* [WORK INSTRUCTIONS]:
Extract every line starting at the line that contains "Could you point to the laundry" and ending with the final line of the data, inclusive; give only those lines, word for word.

++++ GIVEN INFORMATION

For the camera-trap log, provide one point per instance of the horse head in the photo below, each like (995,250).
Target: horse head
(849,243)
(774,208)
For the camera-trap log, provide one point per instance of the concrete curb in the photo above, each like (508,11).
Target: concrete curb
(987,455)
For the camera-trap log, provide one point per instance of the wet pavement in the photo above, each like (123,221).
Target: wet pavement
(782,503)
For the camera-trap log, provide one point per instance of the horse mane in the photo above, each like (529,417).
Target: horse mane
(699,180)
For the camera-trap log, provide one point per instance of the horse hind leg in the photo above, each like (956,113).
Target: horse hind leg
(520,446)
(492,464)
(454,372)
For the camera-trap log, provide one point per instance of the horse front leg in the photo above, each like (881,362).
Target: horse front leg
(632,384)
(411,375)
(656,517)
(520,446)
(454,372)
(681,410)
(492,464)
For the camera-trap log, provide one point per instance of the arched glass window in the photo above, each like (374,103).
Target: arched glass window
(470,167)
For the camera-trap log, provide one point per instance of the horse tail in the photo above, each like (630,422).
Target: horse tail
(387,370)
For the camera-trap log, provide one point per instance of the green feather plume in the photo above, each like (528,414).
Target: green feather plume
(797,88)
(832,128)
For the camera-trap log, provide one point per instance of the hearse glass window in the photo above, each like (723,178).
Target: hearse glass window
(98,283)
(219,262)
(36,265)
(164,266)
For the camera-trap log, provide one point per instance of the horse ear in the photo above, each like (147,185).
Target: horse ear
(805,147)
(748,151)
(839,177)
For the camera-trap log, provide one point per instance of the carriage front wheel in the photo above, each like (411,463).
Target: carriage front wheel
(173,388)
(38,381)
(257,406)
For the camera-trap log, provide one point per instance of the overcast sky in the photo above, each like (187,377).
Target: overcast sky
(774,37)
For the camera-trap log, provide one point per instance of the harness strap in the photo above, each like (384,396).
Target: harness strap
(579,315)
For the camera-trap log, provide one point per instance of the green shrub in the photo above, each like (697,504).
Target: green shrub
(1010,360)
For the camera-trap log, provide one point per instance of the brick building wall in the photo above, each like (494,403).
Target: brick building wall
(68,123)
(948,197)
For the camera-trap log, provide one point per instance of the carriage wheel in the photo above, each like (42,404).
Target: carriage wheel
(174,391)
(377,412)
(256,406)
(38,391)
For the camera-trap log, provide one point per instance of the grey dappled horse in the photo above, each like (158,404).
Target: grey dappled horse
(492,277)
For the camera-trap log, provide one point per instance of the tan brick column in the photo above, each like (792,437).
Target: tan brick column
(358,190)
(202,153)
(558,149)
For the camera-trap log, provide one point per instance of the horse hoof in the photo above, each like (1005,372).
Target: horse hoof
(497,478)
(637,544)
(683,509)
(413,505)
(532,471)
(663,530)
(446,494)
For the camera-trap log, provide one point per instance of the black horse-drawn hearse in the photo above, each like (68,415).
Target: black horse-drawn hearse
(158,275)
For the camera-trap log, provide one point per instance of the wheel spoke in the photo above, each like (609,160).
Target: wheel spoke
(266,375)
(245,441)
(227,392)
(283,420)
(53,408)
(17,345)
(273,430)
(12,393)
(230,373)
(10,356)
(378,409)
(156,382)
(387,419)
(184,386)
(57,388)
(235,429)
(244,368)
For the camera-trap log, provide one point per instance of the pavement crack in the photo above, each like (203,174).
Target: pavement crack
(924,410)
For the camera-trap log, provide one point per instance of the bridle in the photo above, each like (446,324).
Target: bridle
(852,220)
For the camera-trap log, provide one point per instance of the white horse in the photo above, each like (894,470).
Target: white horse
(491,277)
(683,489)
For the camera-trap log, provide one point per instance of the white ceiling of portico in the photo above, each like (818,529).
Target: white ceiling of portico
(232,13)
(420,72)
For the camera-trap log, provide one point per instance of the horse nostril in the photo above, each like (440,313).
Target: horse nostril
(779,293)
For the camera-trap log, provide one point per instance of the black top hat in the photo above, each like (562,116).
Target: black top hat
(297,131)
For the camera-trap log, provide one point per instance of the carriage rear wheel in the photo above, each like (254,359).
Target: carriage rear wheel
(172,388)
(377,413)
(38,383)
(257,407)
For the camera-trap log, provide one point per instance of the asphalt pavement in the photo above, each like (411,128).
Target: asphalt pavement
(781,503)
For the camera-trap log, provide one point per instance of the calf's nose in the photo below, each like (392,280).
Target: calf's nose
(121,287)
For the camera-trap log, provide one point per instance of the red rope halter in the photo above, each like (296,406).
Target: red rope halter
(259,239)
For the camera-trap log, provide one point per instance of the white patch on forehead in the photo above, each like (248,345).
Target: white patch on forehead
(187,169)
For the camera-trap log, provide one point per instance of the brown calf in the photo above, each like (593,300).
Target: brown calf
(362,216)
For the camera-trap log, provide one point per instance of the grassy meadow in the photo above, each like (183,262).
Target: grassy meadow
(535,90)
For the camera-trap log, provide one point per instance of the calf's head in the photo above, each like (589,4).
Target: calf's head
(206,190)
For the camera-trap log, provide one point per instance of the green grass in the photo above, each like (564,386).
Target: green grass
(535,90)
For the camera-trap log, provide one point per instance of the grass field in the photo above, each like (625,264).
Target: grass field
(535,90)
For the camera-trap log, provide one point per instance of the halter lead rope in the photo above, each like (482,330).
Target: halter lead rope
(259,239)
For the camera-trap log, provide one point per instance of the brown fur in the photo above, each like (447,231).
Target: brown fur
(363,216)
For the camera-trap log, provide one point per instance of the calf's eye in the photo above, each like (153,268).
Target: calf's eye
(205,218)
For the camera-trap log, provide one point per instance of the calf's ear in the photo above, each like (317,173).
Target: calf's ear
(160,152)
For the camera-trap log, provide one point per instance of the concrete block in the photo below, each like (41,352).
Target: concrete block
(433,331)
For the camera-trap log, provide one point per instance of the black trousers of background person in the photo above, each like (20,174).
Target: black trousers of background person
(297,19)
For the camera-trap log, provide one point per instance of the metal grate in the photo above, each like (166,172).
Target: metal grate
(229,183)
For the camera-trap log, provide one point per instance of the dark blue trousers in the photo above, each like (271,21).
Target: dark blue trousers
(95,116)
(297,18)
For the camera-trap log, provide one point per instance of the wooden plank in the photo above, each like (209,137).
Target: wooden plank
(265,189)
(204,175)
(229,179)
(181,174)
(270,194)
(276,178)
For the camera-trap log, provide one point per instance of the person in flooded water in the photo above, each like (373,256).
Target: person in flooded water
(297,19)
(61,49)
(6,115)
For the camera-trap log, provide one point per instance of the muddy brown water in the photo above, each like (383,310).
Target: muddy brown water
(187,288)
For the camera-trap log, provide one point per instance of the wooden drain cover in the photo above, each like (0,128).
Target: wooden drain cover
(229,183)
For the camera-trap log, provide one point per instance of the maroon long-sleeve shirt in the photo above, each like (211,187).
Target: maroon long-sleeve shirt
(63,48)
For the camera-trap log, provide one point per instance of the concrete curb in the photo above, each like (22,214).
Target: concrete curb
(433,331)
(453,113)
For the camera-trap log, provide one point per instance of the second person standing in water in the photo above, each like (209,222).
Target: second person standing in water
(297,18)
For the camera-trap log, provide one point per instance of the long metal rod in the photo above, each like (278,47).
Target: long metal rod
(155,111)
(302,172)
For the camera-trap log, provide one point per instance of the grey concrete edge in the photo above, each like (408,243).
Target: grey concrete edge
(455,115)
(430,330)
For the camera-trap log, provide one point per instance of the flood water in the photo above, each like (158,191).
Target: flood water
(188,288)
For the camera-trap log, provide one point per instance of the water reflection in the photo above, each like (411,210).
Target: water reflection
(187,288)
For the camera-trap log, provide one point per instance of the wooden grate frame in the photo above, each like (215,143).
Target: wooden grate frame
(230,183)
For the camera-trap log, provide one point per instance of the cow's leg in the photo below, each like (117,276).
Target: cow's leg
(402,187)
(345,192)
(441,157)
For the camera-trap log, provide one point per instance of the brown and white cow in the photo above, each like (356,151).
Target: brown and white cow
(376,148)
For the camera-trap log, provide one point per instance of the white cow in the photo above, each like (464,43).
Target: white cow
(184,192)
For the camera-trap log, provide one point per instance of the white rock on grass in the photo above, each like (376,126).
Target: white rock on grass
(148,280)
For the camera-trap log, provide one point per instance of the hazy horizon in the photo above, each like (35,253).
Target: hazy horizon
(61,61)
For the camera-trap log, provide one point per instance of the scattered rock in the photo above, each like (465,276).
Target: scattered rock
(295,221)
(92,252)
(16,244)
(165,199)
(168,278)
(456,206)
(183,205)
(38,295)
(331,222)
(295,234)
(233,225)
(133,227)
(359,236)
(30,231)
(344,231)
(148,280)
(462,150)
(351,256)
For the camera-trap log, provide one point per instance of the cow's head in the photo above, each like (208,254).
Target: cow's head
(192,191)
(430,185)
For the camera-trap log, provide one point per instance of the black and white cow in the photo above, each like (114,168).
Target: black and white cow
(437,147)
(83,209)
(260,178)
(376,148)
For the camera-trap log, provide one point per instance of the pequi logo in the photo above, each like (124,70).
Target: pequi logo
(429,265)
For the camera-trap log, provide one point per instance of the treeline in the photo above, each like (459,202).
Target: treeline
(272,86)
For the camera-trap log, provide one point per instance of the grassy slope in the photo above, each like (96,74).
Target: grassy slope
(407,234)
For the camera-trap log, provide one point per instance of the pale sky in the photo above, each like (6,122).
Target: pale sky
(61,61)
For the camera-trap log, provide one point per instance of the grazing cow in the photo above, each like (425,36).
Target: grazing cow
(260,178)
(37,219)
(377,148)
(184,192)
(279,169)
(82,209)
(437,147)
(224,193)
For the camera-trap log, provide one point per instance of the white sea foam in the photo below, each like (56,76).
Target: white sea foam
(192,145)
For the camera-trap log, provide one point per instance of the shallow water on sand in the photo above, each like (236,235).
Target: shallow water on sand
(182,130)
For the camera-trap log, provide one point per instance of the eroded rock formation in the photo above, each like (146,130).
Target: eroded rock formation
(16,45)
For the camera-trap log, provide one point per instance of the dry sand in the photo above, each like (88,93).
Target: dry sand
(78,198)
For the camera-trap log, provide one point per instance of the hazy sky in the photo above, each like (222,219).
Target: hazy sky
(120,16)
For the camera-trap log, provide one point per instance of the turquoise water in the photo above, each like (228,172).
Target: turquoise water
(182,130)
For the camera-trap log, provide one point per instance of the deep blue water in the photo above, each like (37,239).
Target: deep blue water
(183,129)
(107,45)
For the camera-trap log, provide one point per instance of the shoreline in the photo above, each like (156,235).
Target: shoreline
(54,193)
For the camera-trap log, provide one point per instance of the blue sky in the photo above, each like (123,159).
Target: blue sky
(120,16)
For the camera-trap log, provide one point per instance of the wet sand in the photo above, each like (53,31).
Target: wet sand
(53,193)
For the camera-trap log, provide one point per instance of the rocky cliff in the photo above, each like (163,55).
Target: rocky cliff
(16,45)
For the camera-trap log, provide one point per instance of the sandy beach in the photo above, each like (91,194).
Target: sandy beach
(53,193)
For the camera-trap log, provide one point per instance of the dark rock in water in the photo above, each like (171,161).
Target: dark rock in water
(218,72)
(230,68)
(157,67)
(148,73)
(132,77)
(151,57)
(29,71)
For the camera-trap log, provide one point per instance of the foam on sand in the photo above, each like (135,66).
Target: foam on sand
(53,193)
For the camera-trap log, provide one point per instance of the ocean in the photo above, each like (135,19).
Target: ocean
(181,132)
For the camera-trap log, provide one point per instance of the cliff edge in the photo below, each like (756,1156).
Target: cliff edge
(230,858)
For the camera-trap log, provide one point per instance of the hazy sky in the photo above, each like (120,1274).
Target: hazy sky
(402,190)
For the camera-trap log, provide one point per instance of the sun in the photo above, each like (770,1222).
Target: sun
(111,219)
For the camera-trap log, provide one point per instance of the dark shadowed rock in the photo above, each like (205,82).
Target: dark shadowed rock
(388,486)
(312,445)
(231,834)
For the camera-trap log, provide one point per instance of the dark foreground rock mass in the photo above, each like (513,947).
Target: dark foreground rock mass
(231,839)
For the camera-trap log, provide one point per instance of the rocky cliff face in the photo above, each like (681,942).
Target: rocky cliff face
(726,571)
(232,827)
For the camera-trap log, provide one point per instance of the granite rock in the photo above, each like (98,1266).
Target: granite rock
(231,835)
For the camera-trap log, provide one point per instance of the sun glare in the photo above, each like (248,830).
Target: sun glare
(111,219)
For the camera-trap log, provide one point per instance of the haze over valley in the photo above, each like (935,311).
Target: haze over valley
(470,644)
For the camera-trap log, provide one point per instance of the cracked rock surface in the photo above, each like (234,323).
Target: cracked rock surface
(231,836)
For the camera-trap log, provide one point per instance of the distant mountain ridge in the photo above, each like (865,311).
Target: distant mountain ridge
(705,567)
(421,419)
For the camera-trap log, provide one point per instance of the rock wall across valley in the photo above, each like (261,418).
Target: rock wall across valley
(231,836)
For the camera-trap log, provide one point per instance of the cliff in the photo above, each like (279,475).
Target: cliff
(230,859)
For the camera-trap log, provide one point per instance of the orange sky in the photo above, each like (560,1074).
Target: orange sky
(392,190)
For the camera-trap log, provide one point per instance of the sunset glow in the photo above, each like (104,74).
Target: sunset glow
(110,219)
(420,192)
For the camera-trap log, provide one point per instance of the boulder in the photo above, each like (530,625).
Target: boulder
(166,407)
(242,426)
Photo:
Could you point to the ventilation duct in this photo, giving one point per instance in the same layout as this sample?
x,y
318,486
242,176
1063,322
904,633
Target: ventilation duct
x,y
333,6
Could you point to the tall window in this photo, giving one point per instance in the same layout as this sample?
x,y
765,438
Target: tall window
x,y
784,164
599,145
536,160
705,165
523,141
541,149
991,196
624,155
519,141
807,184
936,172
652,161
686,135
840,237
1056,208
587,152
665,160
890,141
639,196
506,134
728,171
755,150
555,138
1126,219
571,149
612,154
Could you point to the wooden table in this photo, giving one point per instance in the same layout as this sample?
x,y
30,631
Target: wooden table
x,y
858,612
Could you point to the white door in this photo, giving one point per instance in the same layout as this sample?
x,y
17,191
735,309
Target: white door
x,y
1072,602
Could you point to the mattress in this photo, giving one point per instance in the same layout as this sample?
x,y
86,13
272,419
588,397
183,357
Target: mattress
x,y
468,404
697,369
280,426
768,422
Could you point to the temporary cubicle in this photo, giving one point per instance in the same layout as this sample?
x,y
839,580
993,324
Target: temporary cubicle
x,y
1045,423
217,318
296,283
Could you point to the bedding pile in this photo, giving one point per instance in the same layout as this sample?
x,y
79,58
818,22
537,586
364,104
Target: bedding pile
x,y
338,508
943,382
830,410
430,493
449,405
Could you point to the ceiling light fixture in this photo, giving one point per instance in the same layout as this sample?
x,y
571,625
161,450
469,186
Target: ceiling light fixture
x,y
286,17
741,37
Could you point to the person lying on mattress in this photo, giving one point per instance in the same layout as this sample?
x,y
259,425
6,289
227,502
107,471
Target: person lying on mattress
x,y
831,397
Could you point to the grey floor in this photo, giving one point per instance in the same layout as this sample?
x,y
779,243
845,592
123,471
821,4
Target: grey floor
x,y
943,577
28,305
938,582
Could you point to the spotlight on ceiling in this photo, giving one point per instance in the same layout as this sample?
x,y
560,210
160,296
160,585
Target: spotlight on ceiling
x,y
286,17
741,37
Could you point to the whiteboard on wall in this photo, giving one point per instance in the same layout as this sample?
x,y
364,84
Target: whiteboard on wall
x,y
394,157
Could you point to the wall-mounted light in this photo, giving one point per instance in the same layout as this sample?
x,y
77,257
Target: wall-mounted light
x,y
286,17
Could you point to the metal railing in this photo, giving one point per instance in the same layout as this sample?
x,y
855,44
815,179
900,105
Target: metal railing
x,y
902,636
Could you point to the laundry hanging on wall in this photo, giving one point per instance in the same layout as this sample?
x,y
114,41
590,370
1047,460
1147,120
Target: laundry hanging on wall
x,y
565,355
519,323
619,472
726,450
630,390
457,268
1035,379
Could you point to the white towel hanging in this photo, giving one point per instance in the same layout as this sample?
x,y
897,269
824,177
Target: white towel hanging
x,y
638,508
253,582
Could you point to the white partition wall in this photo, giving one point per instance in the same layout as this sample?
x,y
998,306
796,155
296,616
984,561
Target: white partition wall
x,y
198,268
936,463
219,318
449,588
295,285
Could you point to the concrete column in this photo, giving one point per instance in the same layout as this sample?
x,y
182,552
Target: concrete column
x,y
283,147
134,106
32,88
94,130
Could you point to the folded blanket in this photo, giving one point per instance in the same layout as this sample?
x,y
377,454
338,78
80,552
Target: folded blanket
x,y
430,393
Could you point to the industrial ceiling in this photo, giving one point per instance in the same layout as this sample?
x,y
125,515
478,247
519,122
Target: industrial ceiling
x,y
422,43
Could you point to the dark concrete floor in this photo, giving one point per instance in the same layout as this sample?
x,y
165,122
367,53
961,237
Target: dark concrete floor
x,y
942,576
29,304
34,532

++++++++

* [COMPLETE RESPONSE]:
Could you point to the laundry hanging on wall in this photo, giving one point per instance in the same layout as this sample?
x,y
114,41
590,370
1047,460
1147,120
Target: laundry hanging on wall
x,y
565,355
519,323
619,472
726,450
630,390
457,268
1035,379
Could you point to the white towel hanging in this photo, giving one point per instance in the same layout as this sample?
x,y
897,269
824,177
Target: white towel hanging
x,y
638,508
253,582
Could you point to the white partition wall in this photo, giving one point per instance in the same layout as this sample?
x,y
998,306
796,155
296,616
984,561
Target: white partition wall
x,y
198,268
936,463
219,318
449,588
295,285
Could you point to the concrete column in this photo, giving one point per instance in the same layout as this sample?
x,y
182,552
Target: concrete column
x,y
283,147
134,106
32,88
94,130
Could you point to the folded blanket in this photo, giving one point per instance in the same layout as this sample?
x,y
377,454
338,78
80,552
Target: folded blanket
x,y
430,393
Could you point to the industrial ceiling in this photo, giving one point per instance in the same layout as this sample?
x,y
125,515
478,247
519,122
Target: industrial ceiling
x,y
422,43
Could you point to the dark concrete floor in this photo, giving one point per instance in the same layout as this sample?
x,y
165,122
367,53
961,237
Target: dark concrete floor
x,y
942,576
29,304
34,532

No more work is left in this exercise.